_Text excerpt:_

-------------------------

Date: Monday 16 Sep 2019

Sterling loses ground as no-deal Brexit worries weigh

(Sharecast News) - Sterling fell on Monday amid fresh concerns about a no-deal Brexit ahead of a meeting between Prime Minister Boris Johnson and European Commission president Jean-Claude Juncker.
At 1030 BST, the pound was down 0.5% against the greenback at 1.2439 and 0.4% lower versus the euro at 1.1240.

Johnson has said he is not prepared to delay Brexit beyond the end of October deadline, despite the passing of a law requiring him to do so if a deal is not reached.

Writing in The Telegraph, Johnson said: "We will leave by that date - deal or no deal. Yes, it may now be harder to get a deal, since MPs seem set on tying the Government's hand behind its back. But we are working flat out to get one.

"If we can make enough progress in the next few days, I intend to go to that crucial summit on Oct 17, and finalise an agreement that will protect the interests of business and citizens on both sides of the Channel, and on both sides of the border in Ireland. I believe passionately that we can do it, and I believe that such an agreement is in the interests not just of the UK but also of our European friends."

Meanwhile, in an interview with The Mail on Sunday, Johnson likened himself to the Incredible Hulk, promising to break free from EU "manacles".

-------------------------

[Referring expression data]

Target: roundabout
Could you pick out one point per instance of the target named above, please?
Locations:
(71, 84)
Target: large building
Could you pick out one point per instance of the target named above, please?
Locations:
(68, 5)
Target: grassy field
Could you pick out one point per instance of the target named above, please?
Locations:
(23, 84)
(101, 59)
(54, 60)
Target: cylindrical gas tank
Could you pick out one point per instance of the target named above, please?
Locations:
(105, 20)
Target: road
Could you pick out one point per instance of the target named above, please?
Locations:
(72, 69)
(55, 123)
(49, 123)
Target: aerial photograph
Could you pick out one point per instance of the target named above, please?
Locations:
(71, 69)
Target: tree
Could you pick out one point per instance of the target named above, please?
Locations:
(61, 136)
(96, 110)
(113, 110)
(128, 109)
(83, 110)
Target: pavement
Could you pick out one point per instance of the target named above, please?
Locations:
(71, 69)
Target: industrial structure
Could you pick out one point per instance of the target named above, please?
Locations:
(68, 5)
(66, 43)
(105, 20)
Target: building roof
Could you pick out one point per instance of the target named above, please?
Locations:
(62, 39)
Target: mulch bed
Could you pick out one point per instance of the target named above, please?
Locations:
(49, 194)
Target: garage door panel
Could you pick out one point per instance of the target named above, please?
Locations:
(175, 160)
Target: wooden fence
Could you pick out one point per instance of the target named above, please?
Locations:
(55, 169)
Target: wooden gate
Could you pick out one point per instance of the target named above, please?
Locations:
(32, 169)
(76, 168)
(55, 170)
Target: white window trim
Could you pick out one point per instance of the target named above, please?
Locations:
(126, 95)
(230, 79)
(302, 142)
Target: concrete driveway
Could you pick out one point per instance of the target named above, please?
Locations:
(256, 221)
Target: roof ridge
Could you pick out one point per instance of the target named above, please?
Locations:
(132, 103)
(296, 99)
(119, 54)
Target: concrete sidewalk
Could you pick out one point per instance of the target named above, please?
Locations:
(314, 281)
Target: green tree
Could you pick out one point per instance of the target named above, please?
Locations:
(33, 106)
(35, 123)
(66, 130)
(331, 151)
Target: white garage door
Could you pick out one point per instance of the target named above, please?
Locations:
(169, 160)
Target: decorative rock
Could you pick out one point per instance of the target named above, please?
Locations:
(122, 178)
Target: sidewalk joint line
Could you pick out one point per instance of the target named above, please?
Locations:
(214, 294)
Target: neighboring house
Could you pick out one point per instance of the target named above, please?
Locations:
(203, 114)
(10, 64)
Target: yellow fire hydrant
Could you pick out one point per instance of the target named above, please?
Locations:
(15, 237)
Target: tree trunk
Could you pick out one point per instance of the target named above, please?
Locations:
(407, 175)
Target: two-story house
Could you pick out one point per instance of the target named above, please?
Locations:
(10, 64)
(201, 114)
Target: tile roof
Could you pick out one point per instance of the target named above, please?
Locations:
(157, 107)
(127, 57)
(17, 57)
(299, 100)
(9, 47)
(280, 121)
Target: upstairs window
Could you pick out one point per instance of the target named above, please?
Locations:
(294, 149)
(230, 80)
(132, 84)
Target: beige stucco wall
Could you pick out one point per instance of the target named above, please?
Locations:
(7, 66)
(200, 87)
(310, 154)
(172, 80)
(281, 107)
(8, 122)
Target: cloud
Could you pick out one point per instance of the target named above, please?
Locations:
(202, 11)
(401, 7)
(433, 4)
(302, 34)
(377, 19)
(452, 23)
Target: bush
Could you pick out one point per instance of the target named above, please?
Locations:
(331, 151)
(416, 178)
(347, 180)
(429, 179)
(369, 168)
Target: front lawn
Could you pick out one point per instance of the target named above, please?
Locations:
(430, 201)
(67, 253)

-------------------------

_Questions on the material:_
1: Copy the news report on sterling from "Sterling loses ground" to "president Jean-Claude Juncker.", swapping "Sterling" for "The pound".
2: Continue the news report on sterling from the point where it stops.

_Answers to the tasks:_
1:
The pound loses ground as no-deal Brexit worries weigh

(Sharecast News) - The pound fell on Monday amid fresh concerns about a no-deal Brexit ahead of a meeting between Prime Minister Boris Johnson and European Commission president Jean-Claude Juncker.

2:
Spreadex analyst Connor Campbell said the pound was "somewhat tempering its recent optimism" as reports over the weekend suggest the EU and Boris Johnson "are perhaps not reading the same book, let alone on the same page".

Lee Hardman, currency strategist at MUFG, said: "We still believe there are major hurdles to a last minute deal. Will the UK government's proposal go far enough to satisfy the EU's concerns over a hard border in Ireland? Even if a last minute deal is reached with the EU, can it win sufficient support to be passed in parliament?

"We have doubts on both fronts. Evidence of progress on both fronts will be required for the pound to build on recent gains. If it proves elusive, the pound could quickly start to reverse course."

On Friday, sterling hit its best levels since late July against the euro and the dollar on news - later denied - that the Democratic Unionist Party was softening its stance on the Irish backstop.